Required work:
[A] In the article on the North Carolina budget impasse, how would you translate the sentence "Two years ago, the two chambers had approved their budget proposals by this week." into Spanish?
[B] Could you carry the article on the North Carolina budget impasse further, picking up after its final paragraph?

Source extract:
- - - - -
Budget impasse among NC Republicans breeds impatience

Published 12:00 am Friday, May 28, 2021

By GARY D. ROBERTSON

Associated Press

RALEIGH (AP) — House and Senate Republican leaders are growing impatient as bargaining over an early milestone in the budget process has slowed work at the North Carolina General Assembly.

GOP negotiators in both chambers said this week that they remained hundreds of millions of dollars apart on a dollar amount they’d agree to spend to operate state government for the next fiscal year starting July 1. The actual difference depends on how the spending is calculated but remains small relative to the $24.5 billion projected to be spent this year.

Still, Republicans prefer setting a spending “availability” number that would narrow negotiations on a final spending plan once the Senate and House likely approve competing versions of the two-year budget. None of that has happened yet. Two years ago, the two chambers had approved their budget proposals by this week.

Now top House leaders have complained about what they call the Senate’s slow pace in negotiating the bottom-line spending number and passing a budget. And since by tradition the Senate is tasked this year with passing the first version of the budget, House Republicans feel hamstrung in working on their own budget.

“They don’t seem to want to come back and negotiate,” said Rep. Jason Saine of Lincoln County, a chief House budget-writer, suggesting that senators skip finalizing a spending figure. “Were it me, I would move forward and just send the budget.”

Even House Speaker Tim Moore teased his Senate counterparts Wednesday from the chamber’s dais, saying the Senate’s budget must have “gotten lost in the mail … but I’m sure it’s going to show up sooner or later.”

Senate Appropriations Committee co-chairman Brent Jackson of Sampson County said the chamber’s Republicans hope to send a counteroffer on a spending number to the House by the end of the week. Jackson defended the Senate’s position on spending, saying it’s worried the House wants to spend too much on long-term initiatives by using one-time revenue windfalls that can’t be counted on.
- - - - -
Provided information:
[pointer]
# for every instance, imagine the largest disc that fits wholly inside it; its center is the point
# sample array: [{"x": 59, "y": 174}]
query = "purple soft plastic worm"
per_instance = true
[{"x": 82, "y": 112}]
- - - - -
Task-by-task answers:
[A] Hace dos años, las dos cámaras ya habían aprobado sus propuestas presupuestarias para esta misma semana.

[B]
“We do not want to use no more non-recurring money than we have to for recurring things,” Jackson said on Thursday.

A final spending number will determine how much can be set aside for tax reductions and key spending initiatives, such as teacher and state employee pay. The Senate wants to spend less than the House. Neither is seeking to spend as much as Democratic Gov. Roy Cooper proposed in March.

The extended stalemate has contributed to an unusual lull the past two weeks in each chamber since a key parliamentary deadline passed May 13 designed to whittle down the bills that can be considered this session. There have been few committee meetings and floor votes since.

With the delay, House and Senate are signaling their budget and tax preferences publicly.

Senate Republicans advanced a bill through committee this week that would cut income tax rates and raise deductions, at a cost of $2 billion in revenues through mid-2023. Then Jackson offered an amendment Thursday to the bill that would put another $1.4 billion in the state’s rainy-day reserve account.

Saine said House budget subcommittees would hold meetings next week to discuss their own spending priorities now, rather that wait until after the Senate complete its budget bill.

Any final budget will still go to Cooper’s desk. He and Republican legislators have expressed optimism that a compromise can be hammered out that Cooper can sign into law.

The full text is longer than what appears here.